* **STATED EXERCISE**
Copy every line of the data below word for word, leaving out the pictures.

* **GIVEN RECORDS**
::::::::
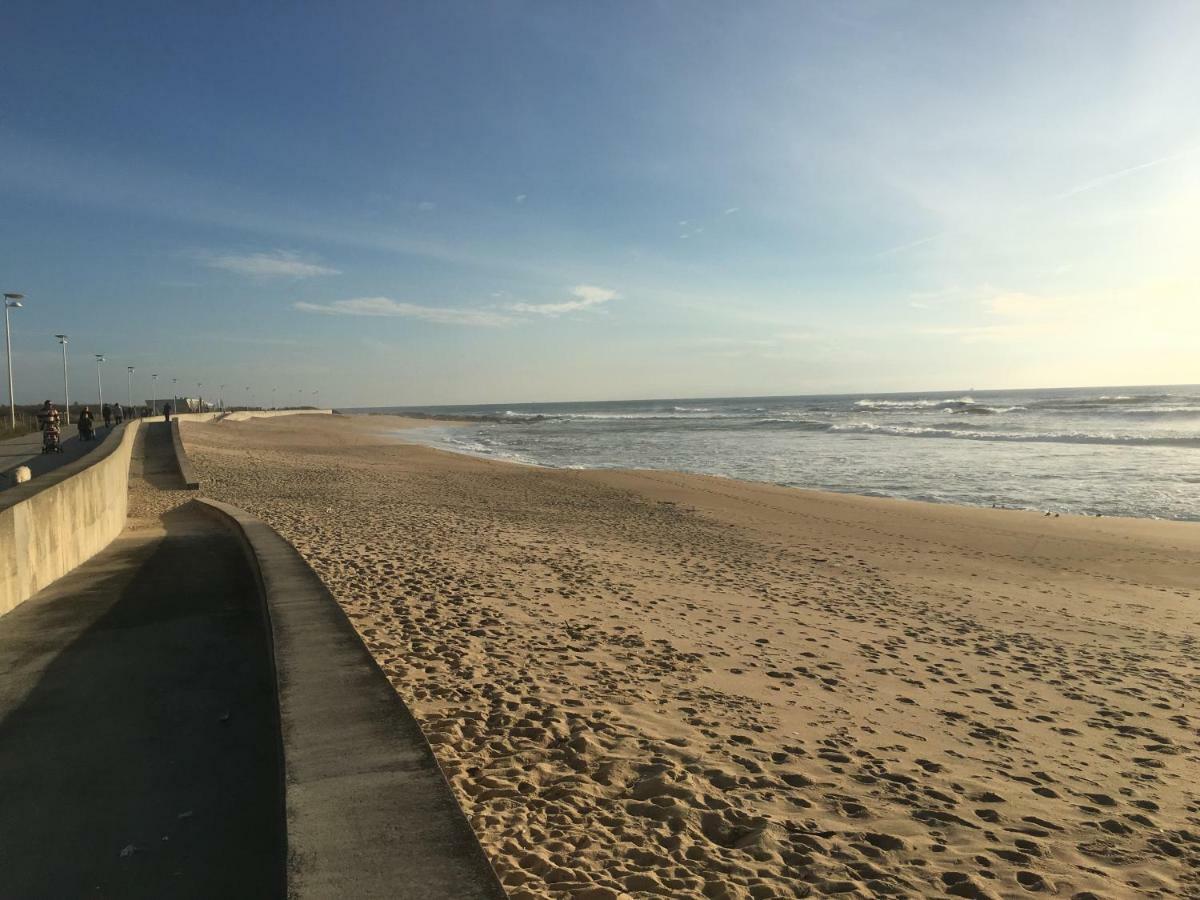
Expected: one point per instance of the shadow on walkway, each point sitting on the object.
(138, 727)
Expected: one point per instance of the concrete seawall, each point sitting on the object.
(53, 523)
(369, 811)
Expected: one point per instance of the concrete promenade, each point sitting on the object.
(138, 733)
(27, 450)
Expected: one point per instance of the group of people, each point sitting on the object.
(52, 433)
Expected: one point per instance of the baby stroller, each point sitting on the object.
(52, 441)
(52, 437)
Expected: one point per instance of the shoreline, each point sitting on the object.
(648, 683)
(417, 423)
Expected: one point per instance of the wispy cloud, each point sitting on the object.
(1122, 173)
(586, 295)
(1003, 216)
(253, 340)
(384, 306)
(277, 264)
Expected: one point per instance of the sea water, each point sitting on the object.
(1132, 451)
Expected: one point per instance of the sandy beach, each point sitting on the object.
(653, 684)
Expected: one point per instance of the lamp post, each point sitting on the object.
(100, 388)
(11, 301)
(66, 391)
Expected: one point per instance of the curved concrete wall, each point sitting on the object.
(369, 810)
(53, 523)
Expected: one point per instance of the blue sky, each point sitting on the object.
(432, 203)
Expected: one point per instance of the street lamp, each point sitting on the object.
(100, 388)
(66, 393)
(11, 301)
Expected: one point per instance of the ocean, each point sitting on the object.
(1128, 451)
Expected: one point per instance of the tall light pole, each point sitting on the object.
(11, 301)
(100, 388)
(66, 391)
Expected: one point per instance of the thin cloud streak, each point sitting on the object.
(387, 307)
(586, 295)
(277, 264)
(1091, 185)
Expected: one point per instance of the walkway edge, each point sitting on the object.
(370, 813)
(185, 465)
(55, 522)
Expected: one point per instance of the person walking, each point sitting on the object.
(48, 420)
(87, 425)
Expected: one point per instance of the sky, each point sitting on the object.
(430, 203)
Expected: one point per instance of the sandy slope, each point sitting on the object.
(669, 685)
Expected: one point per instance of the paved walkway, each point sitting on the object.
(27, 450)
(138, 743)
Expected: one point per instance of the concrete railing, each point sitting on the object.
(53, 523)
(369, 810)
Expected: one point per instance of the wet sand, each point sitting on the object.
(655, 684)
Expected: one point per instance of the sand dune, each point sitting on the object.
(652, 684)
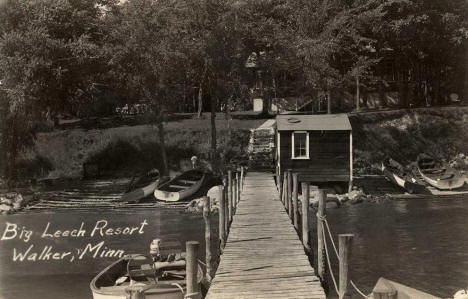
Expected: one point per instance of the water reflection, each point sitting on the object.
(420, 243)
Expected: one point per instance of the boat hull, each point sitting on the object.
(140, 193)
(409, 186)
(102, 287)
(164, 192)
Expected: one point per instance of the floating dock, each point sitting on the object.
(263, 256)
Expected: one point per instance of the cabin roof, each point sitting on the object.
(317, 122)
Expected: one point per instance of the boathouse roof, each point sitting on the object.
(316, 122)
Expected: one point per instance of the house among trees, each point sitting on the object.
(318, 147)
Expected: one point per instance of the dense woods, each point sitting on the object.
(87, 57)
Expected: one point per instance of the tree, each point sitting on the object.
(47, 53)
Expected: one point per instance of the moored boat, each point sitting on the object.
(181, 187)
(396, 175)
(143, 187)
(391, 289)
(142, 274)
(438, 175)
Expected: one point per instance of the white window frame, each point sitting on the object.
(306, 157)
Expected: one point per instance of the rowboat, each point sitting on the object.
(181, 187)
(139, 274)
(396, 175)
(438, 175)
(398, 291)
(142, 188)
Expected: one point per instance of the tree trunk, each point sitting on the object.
::::::::
* **WRITTEN ANSWER**
Expected: one point per instance of the shadow on walkway, each point sitting on the object.
(138, 727)
Expected: one point per instance of the concrete seawall, each point sitting on the object.
(53, 523)
(369, 811)
Expected: one point per instance of the concrete promenade, each point sitting on the object.
(138, 733)
(27, 450)
Expected: one point per instance of the group of people, each point sitting on the object.
(52, 433)
Expected: one point per instance of the baby stroller, each point sitting on the object.
(52, 441)
(52, 437)
Expected: one point per instance of the shoreline, each point sitting on the object.
(648, 683)
(417, 423)
Expected: one point per instance of the wispy cloud, each point sitting on the object.
(1122, 173)
(586, 295)
(1003, 216)
(253, 340)
(384, 306)
(277, 264)
Expected: one point per instance of the sea water, each point sitting on the object.
(1132, 451)
Expected: one point per instance of the sandy beach, each point sitting on the object.
(653, 684)
Expected: one point per instance of the lamp post, each point sitting on the object.
(100, 388)
(11, 301)
(66, 391)
Expected: one point per instance of the curved concrete wall, each point sitting on the object.
(369, 810)
(53, 523)
Expected: one point per instance of the blue sky, each point sitting on the object.
(432, 203)
Expected: one point per instance of the street lamp, each point sitting on the object.
(100, 388)
(66, 393)
(11, 301)
Expected: one point per instance of the ocean, each point sitting on the object.
(1128, 451)
Expected: one point per instance of the tall light pole, each point sitting on the object.
(11, 301)
(100, 388)
(66, 391)
Expected: one point per instance of the thin cloud streak, each point sitting on the object.
(387, 307)
(586, 295)
(277, 264)
(1091, 185)
Expected: one point per instance of the walkway edge, each point sitting on the object.
(370, 813)
(185, 465)
(55, 522)
Expected: one point per instance of the person walking, each point sitting on the object.
(48, 420)
(87, 425)
Expected: one point per instance of the sky, each point sitting on the object.
(430, 203)
Expected: one point per instance of the sandy slope, each point sitting on the object.
(669, 685)
Expected: one point per instance of the paved walkway, each point sitting on the object.
(27, 450)
(138, 743)
Expected: one point per instance of the concrete railing, each point sitting on the object.
(53, 523)
(369, 810)
Expected: one point per instance of the wet sand, each point sitting on the object.
(655, 684)
Expected: one point per instance of the sand dune, each point sitting on the object.
(652, 684)
Expected: one point per instance of the water reflection, each point sitting on the object.
(420, 243)
Expected: one point per instance of the boat hull, each point sitting on the object.
(140, 193)
(409, 186)
(102, 287)
(164, 192)
Expected: one point per instance of the floating dock, each point sitting on the object.
(263, 256)
Expected: one point per instance of the cabin roof, each point sitting on the object.
(317, 122)
Expected: one point per instance of the boathouse roof, each point sitting on the object.
(316, 122)
Expected: one point per instance of the house among trees, each point sitting on the object.
(318, 147)
Expected: one point per instance of the dense woods, each point sitting on the object.
(87, 57)
Expected: one point per instance of the tree, each point sitting on the object.
(47, 53)
Expected: one point per instance of the moored boat, each point sitting on the object.
(181, 187)
(396, 175)
(143, 187)
(391, 289)
(142, 274)
(438, 175)
Expected: one point per instance of the white window frame, each point sitting on the object.
(306, 157)
Expected: one point per instance of the rowboat, each point sitting on the object.
(181, 187)
(139, 274)
(396, 175)
(438, 175)
(398, 291)
(142, 188)
Expected: one point per instance of the tree trunk, each point sitting on the object.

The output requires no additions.